(Material from a data collection)

== == ==

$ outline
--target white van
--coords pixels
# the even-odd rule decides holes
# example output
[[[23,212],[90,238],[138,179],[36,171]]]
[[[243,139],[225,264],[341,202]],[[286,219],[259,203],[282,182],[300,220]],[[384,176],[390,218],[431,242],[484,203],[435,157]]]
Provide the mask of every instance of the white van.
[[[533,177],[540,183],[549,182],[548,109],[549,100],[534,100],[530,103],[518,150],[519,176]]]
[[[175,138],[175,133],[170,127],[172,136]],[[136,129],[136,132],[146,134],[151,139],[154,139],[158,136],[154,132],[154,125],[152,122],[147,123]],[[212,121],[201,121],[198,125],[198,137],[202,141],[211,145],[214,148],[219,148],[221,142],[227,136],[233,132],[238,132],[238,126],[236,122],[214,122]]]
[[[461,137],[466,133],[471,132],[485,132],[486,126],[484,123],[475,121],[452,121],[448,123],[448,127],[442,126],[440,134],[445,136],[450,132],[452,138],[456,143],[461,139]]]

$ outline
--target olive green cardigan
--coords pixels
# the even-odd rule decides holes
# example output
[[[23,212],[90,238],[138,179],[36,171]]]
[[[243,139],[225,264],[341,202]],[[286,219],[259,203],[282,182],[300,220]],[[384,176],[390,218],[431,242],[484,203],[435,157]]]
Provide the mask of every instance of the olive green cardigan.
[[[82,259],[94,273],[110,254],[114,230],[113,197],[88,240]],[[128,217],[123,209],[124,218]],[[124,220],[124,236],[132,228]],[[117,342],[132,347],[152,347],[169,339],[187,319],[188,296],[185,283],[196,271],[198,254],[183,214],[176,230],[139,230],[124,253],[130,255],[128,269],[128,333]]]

== == ==

▶ Work required:
Rewrite the lines from the start of the material through the line containing "Provide the mask of every instance of the white", including both ends, as a JSON list of strings with one string per line and blank lines omitted.

▶ Exercise response:
[
  "$ outline",
  "--target white van",
  "--coords pixels",
  "# the even-odd rule decides holes",
  "# example output",
  "[[[23,212],[90,238],[138,179],[36,171]]]",
  "[[[243,139],[225,264],[341,202]],[[286,219],[259,203],[282,182],[300,220]],[[384,176],[390,218],[431,242],[484,203],[435,157]]]",
  "Provide the mask of every instance of the white van."
]